- AUFGABE A -
Gib bitte jede Zeile zurück, in der die Zeichenfolge „ceiling“ vorkommt.

- TEXTAUSSCHNITT -
######

Zahlreiche Persönlichkeiten des öffentlichen Lebens haben an das Bundeskanzleramt appelliert, die Statuen der preußischen Generäle Gerhard von Scharnhorst und Friedrich Wilhelm Bülow wieder neben der Neuen Wache Berlin aufzustellen. Karl Friedrich Schinkel habe zusammen mit Daniel Christian Rauch und Gottfried Schadow ein deutsches Gesamtkunstwerk von europäischer Bedeutung geschaffen, heißt es in dem gestern veröffentlichten Appell.

Im Bewußtsein einer gemeinsamen Absage an jede Rechtfertigung des Militarismus bitten die Unterzeichner die Verantwortlichen, ihre Einwände gegen die Aufstellung der Standbilder aufzugeben.

Gegen die Aufstellung der Generäle ist vor allem Arne Kollwitz, Enkel der Bildhauerin und engagierten Pazifistin Käthe Kollwitz (1867–1945). Eine vergrößerte Nachbildung der Kollwitz-Pieta „Mutter mit totem Sohn“ ist Mittelpunkt der im November 1993 in der Neuen Wache eingeweihten Zentralen Gedenkstätte der Bundesrepublik für die Opfer von Krieg und Gewaltherrschaft. Der Enkel hatte angedroht, im Falle der Wiederaufstellung der Generäle die Plastik zu entfernen. Seiner Ansicht nach vertragen sich die Militärstandbilder nicht mit den Absichten seiner Großmutter, die Pazifistin gewesen sei.

Arne Kollwitz hatte bei der Aufstellung der Figuren das Einverständnis des Regierenden Bürgermeisters Eberhard Diepgen und das von Bundeskanzler Helmut Kohl erhalten, daß die Generäle nicht wieder aufgestellt würden. Auf dieser Verabredung besteht der Enkel. Bereits in der Vergangenheit hatte Kollwitz gedroht, die Pieta wieder einzuschmelzen.

######

- AUFGABE B -
Nenne aus dem Textausschnitt über die Generalsstatuen an der Neuen Wache alle Personen, die laut dem Appell gemeinsam ein deutsches Gesamtkunstwerk von europäischer Bedeutung geschaffen haben.

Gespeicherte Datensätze

######

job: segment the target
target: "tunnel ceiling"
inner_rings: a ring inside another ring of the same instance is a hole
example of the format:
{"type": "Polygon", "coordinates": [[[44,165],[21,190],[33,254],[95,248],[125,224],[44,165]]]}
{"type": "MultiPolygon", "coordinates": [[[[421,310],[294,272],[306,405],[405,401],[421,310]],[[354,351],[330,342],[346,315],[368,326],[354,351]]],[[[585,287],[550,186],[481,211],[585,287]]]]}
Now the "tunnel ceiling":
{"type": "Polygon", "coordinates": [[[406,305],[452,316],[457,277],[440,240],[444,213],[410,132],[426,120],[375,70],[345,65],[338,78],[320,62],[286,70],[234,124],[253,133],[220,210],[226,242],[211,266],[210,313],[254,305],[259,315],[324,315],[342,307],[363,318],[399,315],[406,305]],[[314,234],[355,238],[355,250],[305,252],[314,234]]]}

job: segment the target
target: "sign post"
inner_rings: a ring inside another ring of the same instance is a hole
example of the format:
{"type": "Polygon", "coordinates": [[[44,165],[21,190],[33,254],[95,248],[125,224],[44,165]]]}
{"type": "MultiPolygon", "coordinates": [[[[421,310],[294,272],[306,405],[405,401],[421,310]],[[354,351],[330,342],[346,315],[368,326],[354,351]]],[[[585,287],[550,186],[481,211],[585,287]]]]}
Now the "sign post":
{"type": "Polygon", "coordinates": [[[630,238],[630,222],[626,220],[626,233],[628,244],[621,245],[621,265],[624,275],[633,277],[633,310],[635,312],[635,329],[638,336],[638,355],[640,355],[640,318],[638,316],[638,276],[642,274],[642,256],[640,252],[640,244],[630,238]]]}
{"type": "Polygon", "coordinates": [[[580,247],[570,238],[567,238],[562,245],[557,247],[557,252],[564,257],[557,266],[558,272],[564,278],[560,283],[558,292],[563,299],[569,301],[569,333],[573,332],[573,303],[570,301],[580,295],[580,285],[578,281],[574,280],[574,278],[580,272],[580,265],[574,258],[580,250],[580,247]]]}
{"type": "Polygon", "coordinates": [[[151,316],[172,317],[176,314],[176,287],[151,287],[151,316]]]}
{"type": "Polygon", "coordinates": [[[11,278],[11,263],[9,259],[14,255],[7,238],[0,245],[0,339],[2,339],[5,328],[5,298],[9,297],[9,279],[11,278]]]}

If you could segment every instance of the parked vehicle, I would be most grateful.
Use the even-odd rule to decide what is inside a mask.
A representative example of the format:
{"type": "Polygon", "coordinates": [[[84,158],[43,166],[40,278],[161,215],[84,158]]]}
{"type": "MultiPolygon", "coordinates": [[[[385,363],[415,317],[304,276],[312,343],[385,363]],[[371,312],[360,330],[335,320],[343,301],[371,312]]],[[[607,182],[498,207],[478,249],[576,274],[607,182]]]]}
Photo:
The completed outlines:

######

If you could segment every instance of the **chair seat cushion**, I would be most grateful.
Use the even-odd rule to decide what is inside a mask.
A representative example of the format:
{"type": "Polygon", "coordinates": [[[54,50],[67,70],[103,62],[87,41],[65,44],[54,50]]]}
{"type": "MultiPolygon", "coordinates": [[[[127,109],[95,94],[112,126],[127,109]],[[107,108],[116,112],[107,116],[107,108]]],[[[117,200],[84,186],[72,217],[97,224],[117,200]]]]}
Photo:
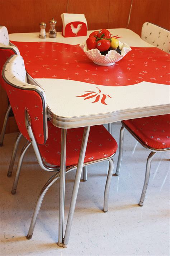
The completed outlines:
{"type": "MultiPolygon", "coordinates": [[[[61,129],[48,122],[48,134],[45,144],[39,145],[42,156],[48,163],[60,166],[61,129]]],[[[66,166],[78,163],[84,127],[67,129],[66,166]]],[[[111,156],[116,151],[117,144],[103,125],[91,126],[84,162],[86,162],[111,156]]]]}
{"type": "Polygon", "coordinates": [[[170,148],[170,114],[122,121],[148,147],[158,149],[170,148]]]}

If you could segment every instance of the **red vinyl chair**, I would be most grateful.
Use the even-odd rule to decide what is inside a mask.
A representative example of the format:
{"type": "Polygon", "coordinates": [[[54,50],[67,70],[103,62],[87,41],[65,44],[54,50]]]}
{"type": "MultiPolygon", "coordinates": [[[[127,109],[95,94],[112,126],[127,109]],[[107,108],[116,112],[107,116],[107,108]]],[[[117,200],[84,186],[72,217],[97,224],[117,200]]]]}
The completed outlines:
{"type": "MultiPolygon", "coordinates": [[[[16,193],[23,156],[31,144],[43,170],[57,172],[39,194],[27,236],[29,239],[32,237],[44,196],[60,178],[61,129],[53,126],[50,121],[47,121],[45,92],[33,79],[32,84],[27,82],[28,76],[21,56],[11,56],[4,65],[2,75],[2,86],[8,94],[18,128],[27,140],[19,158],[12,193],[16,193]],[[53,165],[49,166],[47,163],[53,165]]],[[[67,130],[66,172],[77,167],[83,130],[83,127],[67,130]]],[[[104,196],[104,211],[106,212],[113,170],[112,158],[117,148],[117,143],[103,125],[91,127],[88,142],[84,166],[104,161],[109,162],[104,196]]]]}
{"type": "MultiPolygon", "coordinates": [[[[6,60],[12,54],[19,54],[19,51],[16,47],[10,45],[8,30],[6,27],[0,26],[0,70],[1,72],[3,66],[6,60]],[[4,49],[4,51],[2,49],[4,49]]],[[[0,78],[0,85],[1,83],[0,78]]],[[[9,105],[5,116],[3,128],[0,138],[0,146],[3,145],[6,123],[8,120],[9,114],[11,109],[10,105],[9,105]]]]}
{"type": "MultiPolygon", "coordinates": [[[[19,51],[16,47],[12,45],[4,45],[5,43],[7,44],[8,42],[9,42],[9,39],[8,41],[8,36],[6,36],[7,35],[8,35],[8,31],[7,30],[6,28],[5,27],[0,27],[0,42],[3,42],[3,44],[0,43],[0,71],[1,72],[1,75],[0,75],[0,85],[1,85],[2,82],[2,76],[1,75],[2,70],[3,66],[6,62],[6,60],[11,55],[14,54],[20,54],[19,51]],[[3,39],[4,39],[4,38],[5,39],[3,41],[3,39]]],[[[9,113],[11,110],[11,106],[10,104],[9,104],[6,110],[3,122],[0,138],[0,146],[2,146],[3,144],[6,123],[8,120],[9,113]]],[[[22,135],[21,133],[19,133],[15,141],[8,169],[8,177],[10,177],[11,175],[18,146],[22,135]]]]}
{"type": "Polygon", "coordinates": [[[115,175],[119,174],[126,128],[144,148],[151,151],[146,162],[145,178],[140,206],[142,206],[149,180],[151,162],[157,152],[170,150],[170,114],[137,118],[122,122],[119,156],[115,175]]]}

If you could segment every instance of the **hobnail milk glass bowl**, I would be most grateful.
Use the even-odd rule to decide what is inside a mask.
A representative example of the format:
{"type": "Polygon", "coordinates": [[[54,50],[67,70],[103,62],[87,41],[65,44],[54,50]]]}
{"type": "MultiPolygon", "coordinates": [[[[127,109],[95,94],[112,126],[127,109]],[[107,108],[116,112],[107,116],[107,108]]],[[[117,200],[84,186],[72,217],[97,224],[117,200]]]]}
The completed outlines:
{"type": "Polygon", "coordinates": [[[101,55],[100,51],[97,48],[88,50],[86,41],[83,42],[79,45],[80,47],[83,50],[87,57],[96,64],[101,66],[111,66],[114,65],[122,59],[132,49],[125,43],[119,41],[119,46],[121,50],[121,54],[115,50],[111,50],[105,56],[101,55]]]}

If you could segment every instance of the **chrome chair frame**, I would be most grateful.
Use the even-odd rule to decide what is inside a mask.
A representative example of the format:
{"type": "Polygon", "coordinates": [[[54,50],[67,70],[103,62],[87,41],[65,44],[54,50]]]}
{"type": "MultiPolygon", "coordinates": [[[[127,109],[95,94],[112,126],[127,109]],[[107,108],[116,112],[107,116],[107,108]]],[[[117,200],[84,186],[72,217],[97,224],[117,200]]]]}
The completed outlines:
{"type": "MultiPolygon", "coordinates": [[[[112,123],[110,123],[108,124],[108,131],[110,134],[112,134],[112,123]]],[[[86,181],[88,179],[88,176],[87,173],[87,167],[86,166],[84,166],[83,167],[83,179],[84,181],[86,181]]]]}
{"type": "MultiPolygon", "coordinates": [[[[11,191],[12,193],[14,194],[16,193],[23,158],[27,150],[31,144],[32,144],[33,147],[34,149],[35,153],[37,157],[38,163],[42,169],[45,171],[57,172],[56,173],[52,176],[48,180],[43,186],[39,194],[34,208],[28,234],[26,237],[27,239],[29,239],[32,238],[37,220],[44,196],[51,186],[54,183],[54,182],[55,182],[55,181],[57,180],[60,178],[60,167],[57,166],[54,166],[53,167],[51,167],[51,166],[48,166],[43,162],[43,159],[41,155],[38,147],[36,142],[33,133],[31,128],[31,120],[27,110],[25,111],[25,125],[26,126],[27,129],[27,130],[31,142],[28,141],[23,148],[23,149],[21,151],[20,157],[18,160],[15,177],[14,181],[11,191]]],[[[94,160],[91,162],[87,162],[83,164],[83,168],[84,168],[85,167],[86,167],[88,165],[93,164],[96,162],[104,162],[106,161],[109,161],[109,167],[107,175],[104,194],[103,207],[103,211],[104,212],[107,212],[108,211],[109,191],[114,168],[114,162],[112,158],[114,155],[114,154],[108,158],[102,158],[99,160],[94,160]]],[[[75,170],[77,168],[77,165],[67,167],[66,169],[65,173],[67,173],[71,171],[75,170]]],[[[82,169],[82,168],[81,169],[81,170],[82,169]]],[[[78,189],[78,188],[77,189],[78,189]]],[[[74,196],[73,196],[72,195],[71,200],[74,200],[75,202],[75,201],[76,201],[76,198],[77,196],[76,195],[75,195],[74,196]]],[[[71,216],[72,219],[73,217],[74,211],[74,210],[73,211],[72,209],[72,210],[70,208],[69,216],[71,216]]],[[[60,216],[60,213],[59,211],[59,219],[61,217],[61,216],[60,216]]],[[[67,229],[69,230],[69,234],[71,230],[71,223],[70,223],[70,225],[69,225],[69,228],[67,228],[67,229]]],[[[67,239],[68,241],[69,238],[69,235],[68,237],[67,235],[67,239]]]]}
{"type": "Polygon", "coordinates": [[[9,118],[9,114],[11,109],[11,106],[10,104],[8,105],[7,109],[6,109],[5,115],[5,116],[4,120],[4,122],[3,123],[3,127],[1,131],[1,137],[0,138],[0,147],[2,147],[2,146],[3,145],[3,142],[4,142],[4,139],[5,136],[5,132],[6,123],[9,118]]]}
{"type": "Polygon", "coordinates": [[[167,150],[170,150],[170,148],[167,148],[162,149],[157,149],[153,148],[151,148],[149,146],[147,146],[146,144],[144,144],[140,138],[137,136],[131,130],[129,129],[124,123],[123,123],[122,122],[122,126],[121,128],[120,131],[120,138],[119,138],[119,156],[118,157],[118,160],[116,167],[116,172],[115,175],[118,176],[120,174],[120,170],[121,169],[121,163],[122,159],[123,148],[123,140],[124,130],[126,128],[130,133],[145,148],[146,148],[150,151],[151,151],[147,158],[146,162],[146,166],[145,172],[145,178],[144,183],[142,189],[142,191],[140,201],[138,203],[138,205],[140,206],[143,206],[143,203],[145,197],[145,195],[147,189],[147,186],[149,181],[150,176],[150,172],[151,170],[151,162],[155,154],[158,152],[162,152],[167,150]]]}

######

- LÖSUNG A -
target: "tunnel ceiling"
Now the "tunnel ceiling":

- LÖSUNG B -
- Karl Friedrich Schinkel
- Daniel Christian Rauch
- Gottfried Schadow